» **Task to carry out**:
Output only an exact transcription of the line containing "Place one dot per instance of the gate" and all lines that follow it in the data below.

============================================================

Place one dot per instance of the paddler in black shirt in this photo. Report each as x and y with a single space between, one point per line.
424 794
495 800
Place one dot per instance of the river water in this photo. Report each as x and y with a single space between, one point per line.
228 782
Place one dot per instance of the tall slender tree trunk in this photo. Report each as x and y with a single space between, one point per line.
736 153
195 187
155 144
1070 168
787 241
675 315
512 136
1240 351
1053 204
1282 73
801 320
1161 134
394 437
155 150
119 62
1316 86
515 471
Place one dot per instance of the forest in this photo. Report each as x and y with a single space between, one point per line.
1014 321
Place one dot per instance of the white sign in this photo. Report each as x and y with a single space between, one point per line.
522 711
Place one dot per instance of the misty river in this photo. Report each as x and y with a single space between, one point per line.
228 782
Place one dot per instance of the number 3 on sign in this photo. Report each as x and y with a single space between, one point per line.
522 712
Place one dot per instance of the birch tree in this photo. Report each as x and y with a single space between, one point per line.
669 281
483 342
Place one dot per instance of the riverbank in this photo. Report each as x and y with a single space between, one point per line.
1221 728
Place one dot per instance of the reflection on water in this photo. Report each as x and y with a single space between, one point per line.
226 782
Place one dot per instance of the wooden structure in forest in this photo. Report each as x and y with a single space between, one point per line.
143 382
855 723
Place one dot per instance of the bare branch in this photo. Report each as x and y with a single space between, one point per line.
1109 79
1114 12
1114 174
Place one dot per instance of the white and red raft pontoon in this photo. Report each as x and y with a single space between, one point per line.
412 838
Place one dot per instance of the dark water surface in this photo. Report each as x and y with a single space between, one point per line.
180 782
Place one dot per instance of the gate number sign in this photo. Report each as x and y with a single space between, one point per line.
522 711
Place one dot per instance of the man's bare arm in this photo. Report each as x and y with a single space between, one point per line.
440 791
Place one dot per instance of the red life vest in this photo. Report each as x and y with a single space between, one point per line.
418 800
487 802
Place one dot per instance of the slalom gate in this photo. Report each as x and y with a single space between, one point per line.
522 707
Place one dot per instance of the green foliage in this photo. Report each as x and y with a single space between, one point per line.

============================================================

» **Output for this task**:
Place one dot per instance of the gate number sign in this photo. Report each as x and y with a single space between, one point per line.
522 711
Place one dot per instance of the man's bare arm in this photo. Report each as x and y with a single space between, one point per line.
440 791
Place one dot per instance of the red life vest in this photo. Report each as x and y with a single space between, one point per line.
418 800
487 802
Place one dot per instance of the slalom gate in this photo. Report each as x and y with a single space between, one point per line.
522 707
Place one dot per instance of the green foliage in this photo. Report each as x and y with a single space between, one point per line.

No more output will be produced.